Excerpts of labeled region data
-- -- --
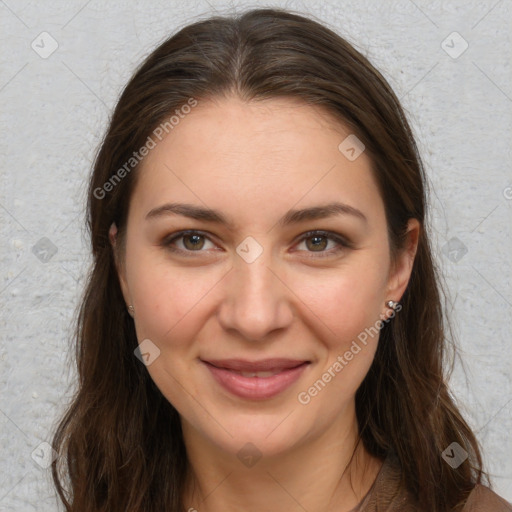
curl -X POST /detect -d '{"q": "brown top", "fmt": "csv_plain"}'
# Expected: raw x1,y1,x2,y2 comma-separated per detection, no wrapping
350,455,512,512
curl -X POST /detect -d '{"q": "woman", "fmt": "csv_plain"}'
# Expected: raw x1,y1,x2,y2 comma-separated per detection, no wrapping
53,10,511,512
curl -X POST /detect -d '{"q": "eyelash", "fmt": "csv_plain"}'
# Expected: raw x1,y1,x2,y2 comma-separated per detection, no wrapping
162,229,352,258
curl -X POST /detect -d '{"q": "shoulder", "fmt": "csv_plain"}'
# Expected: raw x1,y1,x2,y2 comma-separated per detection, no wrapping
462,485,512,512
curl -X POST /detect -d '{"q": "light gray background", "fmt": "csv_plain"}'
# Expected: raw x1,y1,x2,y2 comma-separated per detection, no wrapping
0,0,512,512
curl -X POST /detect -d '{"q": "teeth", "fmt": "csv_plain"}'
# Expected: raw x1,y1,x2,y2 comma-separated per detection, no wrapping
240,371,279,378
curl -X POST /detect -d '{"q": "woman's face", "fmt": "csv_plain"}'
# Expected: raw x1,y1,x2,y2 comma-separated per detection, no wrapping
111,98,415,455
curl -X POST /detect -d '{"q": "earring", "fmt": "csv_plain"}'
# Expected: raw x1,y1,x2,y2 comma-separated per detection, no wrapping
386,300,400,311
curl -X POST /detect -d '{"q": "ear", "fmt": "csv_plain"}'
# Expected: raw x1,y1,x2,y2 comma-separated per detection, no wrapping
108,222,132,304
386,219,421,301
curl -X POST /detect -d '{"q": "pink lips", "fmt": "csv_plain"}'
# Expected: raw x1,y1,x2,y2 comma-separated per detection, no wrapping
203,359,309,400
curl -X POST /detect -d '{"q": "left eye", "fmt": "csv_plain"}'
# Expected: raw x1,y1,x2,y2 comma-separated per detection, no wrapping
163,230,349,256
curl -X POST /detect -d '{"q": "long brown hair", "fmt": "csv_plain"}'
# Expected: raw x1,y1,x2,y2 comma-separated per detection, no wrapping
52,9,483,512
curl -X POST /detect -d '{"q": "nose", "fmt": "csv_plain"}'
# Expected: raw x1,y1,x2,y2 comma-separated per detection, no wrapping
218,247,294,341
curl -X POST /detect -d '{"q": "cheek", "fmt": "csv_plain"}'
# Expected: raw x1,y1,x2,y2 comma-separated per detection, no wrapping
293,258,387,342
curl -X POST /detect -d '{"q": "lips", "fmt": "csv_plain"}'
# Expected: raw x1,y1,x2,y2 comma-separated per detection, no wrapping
-- -- --
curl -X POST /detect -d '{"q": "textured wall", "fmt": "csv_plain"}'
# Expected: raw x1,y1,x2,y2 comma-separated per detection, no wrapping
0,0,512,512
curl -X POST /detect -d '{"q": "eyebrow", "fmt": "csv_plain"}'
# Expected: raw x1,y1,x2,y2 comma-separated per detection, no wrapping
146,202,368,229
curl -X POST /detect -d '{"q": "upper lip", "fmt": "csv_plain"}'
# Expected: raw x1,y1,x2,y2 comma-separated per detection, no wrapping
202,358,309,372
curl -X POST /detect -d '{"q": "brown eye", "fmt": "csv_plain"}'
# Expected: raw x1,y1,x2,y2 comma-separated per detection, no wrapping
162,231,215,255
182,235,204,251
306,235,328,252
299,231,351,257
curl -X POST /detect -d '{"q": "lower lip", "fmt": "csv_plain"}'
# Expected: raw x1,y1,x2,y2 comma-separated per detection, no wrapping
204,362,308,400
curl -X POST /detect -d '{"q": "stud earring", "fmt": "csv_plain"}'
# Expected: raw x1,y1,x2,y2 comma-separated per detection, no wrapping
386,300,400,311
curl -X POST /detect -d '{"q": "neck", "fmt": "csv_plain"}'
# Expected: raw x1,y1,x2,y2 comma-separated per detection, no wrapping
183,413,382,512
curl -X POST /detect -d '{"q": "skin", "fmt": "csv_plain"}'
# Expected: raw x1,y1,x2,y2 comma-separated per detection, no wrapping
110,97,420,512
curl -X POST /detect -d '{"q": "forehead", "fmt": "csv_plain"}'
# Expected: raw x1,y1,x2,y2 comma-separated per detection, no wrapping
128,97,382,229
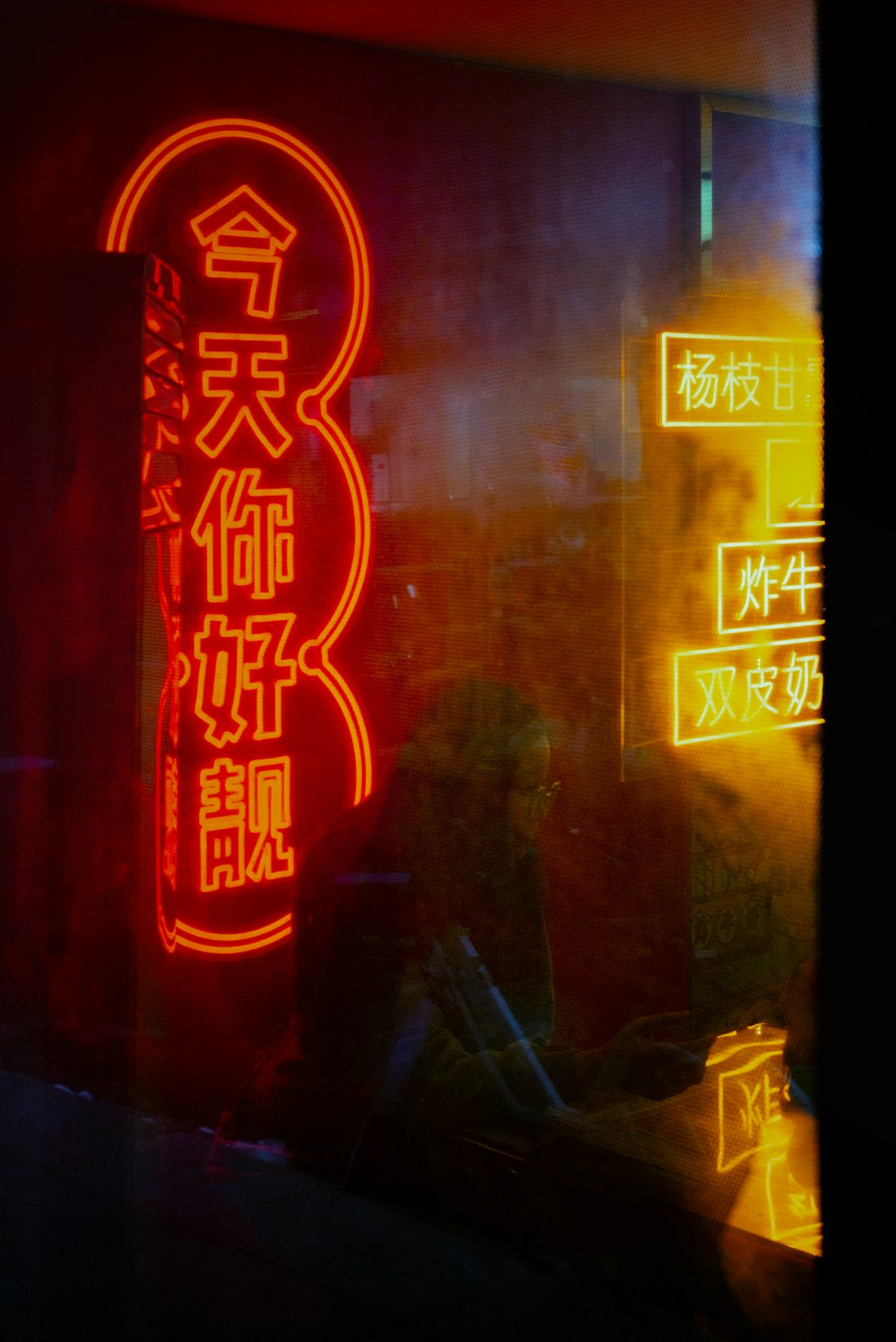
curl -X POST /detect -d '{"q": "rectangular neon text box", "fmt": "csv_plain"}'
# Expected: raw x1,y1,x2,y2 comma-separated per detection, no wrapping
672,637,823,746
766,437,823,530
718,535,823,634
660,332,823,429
-- -- --
**WORK TO COMPLETE:**
Identify every line in the entries above that contains the string "lips", treating uppercase and lowercase letters as different.

**ANSWER TO THE PROBLEM:**
curl -X POST /detect -d '{"q": "pink lips", "fmt": "csv_plain"}'
curl -X POST /detect -d '{"q": "lips", "fmt": "csv_plain"}'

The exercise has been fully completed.